# TEXTE EXTRAIT:
========================

Vous l’aurez compris, cette technologie peut être utilisée dans une large palette de domaines, dont le BTP ou la santé. « Dassault Systèmes a été dans 70 % des développements de nouveaux vaccins Covid. Pourquoi ? Parce que, en faisant le jumeau virtuel de la molécule du virus, vous pouvez lui lancer, dans le monde virtuel, toutes les molécules que vous connaissez pour accélérer la création de nouveaux médicaments », dévoile Florence Verzelen. Comme le rappelle l’experte, les limites des jumeaux numériques résident dans l’accompagnement des hommes et des femmes qui les utilisent. En effet, les jumeaux numériques restent un concept encore obscur pour certains professionnels, car il n’est pas enseigné dans leur formation, notamment celle médicale.

========================

# DONNÉES D'ENTRÉE:
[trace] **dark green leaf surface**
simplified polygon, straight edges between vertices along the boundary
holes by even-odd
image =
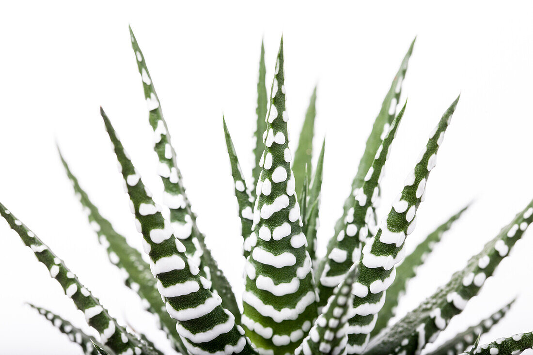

========================

# ACTIVITÉ:
Rédigez la suite du texte sur les jumeaux numériques en reprenant juste après sa dernière phrase. Le matériel fourni n'intervient pas ici.

# EXERCICE CORRIGÉ:
Pour Michel Morvan, le recours aux jumeaux virtuels présente plusieurs avantages pour les organisations, notamment pour répondre à leurs nombreux défis : accroissement du chiffre d’affaires, augmentation de la résilience, réduction de l’impact carbone… Des challenges évolutifs auxquels il faut s’adapter en permanence. Les digital twins permettent de prendre des décisions dans ces environnements complexes et incertains.

« Dans le cadre de Cosmo Tech, nous utilisions des jumeaux numériques qui ont deux caractéristiques. La première, c’est que nous prenons le système dans son ensemble, par exemple, toute une supply chain », explique l’entrepreneur. « La deuxième, c’est que nos jumeaux numériques sont faits pour simuler, montrer le futur, voir comment le système va évoluer si je fais ça ou autre chose. Les jumeaux numériques simulables à 360 degrés permettent de visualiser l’impact des actions afin d’aider à prendre des décisions », poursuit-il.

Un marché plein d’avenir

Le marché des jumeaux numériques a fait un véritable bond en avant. En 2021, il était évalué à 10,27 milliards de dollars. Il devrait atteindre une valeur de 61 milliards de dollars d’ici à 2027, rapporte Mordor Intelligence dans une étude. Le marché devrait principalement être porté par les industries manufacturières et la santé. D’un point de vue géographique, la croissance s’observera surtout en Asie.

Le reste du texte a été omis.